Typical application steps, and what you should prepare
- Step 1, confirm the product fit: align your loan size with each lender’s published minimums and maximums (Paragon from £1m, UTB down to £125k) before spending time assembling a full submission. See Paragon Bank bridging finance and United Trust Bank bridging finance.
- Step 2, provide identity and director or borrower details: United Trust Bank publishes a bridging application form for individuals that includes director eligibility style questions. See UTB bridging loan application form for individuals.
- Step 3, submit property and valuation information: bridging typically requires property valuation or comparable evidence, and both lenders’ product positioning indicates property-secured lending.
- Step 4, evidence your exit strategy: prepare details of how the bridging facility will be repaid, for example sale proceeds, refinancing, or completion of works.
- Step 5, review binding conditions and drawdown steps: if you are applying under a fast-track route (UTB), align early with the fast-track criteria, since it is designed to accelerate binding for qualifying cases. See UTB Fast Track bridging service.
Online versus offline
For bridging, lenders often support intermediary submissions. The public documents found here include a downloadable bridging application form for individuals from UTB, which suggests that at least part of the process involves document exchange rather than purely online consumer-style forms. See UTB bridging application form for individuals.
Frequently asked questions
1. Are these lenders offering the same type of bridging loan?
Both lenders market bridging finance for property-secured, short-term funding. United Trust Bank explicitly distinguishes regulated and unregulated bridging terms on its bridging finance page. Paragon Bank publishes its bridging finance proposition as part of development finance, with product parameters such as maximum term and a minimum loan size. See UTB bridging finance and Paragon bridging finance.
2. What maximum term should I plan for?
Plan around the maximum terms stated on the lenders’ bridging pages. Paragon Bank states a bridging loan term up to 15 months. United Trust Bank states up to 12 months for regulated loans, and up to 24 months for unregulated loans.
3. How do I decide which lender is better for my situation?
──────
■ **PARTS OF THE EXERCISE**
[A] Swap "light blue shirt" for "pale blue shirt" in the rows, beginning at the line that has "obj: brown hair" and stopping after the line that has "left=113, top=93, right=319, bottom=238", and give those lines again with nothing else changed.
[B] Write the next part of the text on bridging loans from Paragon Bank and United Trust Bank, continuing from its final line.

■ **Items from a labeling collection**
──────
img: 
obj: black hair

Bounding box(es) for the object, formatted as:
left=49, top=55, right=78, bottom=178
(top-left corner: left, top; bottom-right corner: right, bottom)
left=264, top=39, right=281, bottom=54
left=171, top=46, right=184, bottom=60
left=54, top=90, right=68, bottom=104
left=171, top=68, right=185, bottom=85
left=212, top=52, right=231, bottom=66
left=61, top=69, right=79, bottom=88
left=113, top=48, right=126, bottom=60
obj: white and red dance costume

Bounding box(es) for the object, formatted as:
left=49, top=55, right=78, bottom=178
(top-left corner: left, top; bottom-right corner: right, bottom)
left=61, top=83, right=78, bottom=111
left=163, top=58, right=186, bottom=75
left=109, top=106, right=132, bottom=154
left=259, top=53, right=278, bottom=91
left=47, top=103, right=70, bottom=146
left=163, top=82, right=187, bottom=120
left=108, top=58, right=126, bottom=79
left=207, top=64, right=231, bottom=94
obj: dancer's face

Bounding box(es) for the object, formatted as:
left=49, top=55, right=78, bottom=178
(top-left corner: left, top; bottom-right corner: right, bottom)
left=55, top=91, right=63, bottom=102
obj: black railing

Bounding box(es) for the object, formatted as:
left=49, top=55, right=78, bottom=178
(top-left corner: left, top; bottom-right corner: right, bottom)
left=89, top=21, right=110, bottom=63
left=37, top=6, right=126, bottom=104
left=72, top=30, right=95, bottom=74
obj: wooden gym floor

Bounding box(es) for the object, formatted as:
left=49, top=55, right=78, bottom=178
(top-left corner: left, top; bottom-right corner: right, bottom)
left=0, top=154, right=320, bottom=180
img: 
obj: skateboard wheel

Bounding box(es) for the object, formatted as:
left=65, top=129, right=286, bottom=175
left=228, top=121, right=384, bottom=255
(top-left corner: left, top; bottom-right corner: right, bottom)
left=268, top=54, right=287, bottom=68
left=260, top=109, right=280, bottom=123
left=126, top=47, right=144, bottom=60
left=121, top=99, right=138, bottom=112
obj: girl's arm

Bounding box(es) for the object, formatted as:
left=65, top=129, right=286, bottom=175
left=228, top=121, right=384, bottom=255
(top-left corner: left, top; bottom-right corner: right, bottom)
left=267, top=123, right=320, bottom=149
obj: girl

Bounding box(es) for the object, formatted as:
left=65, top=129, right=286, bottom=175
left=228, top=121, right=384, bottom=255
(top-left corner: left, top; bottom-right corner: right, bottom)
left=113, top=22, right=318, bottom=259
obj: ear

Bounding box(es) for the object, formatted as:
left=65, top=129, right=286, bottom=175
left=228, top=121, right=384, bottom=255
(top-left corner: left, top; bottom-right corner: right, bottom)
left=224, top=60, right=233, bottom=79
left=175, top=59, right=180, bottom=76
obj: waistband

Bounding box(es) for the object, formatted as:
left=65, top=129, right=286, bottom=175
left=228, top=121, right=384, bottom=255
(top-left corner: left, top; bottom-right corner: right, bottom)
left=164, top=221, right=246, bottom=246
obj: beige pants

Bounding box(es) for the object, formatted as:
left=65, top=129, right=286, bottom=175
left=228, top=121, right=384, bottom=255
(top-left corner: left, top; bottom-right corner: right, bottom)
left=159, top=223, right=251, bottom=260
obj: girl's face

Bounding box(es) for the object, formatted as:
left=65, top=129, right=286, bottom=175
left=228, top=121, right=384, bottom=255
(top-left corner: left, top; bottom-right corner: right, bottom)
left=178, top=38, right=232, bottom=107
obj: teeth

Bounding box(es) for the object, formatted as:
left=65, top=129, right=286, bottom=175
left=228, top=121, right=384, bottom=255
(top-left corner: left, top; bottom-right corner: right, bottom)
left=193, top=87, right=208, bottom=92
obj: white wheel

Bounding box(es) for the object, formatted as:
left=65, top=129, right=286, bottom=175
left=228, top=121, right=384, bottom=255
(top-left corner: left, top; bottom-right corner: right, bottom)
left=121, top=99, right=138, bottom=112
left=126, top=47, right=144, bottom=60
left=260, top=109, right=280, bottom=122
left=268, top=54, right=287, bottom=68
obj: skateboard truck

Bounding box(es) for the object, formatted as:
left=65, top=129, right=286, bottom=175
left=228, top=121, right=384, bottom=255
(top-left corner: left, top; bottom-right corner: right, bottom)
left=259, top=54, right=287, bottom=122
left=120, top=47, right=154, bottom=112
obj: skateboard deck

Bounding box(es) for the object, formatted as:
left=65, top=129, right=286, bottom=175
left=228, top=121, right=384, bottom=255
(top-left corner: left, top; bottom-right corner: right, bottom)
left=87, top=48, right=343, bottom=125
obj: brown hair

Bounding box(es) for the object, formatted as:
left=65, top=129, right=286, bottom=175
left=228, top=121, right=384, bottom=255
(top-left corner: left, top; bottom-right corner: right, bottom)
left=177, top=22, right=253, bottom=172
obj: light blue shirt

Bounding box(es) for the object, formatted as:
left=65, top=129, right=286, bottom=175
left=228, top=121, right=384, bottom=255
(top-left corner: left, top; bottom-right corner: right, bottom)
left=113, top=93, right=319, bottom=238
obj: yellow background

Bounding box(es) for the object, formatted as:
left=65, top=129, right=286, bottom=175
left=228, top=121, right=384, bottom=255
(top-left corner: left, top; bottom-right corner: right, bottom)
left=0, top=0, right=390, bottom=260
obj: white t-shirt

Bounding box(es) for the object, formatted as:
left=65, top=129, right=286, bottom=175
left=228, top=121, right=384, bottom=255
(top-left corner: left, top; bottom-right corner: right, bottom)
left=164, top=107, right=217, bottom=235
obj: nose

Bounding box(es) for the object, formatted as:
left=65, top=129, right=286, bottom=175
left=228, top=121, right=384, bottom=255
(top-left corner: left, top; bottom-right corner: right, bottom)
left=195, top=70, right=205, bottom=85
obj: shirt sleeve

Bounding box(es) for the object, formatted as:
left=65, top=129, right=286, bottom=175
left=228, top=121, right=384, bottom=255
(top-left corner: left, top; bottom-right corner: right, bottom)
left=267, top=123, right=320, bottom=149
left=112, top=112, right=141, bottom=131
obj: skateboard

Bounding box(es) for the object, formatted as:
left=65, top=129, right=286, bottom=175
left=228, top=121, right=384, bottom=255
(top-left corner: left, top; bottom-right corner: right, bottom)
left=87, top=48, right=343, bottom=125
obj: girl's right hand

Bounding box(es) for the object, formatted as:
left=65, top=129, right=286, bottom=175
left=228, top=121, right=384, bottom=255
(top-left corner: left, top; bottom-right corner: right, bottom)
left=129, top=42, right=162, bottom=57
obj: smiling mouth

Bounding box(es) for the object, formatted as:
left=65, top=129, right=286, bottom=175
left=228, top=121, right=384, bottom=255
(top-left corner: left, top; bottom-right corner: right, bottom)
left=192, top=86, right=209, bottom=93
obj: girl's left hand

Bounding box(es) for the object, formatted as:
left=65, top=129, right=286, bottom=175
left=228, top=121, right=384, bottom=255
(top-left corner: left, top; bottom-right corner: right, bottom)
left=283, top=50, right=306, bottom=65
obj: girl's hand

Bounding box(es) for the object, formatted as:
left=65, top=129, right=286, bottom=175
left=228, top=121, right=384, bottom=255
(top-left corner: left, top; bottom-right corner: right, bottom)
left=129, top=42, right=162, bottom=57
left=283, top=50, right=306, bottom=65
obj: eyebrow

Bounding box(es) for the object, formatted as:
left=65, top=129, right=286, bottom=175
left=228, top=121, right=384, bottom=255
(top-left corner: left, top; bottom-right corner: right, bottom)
──────
■ **EXPECTED ANSWERS**
[A]
obj: brown hair

Bounding box(es) for the object, formatted as:
left=65, top=129, right=286, bottom=175
left=228, top=121, right=384, bottom=255
(top-left corner: left, top; bottom-right corner: right, bottom)
left=177, top=22, right=253, bottom=172
obj: pale blue shirt

Bounding box(es) for the object, formatted as:
left=65, top=129, right=286, bottom=175
left=228, top=121, right=384, bottom=255
(top-left corner: left, top; bottom-right corner: right, bottom)
left=113, top=93, right=319, bottom=238

[B]
Start with loan size fit and term needs. If you need a loan below £1m, Paragon’s stated “from £1m” positioning may make it a less direct match. If you need potentially longer than 12 months, UTB’s unregulated maximum term can be relevant. Both decisions should then be tested against valuation requirements and your exit plan.
4. What is the biggest factor that affects how fast I can complete?
Bridging speed often depends on how quickly the lender can complete valuation and underwriting, and whether your deal meets any published fast-track or qualification criteria. UTB publishes “Fast Track” qualification criteria intended to accelerate binding for qualifying cases.
5. Where do I find the complaint process if something goes wrong?
Both lenders publish complaint pages and procedures. For Paragon, the complaints procedure is on its complaints contact page, and the wider complaint-handling approach is also described at Paragon Banking Group level. For United Trust Bank, it provides a complaint page with a secure complaint form.
Final verdict
Choose Paragon Bank if:
- You need bridging finance starting at around £1m, which aligns with Paragon’s published “loans from £1m” proposition.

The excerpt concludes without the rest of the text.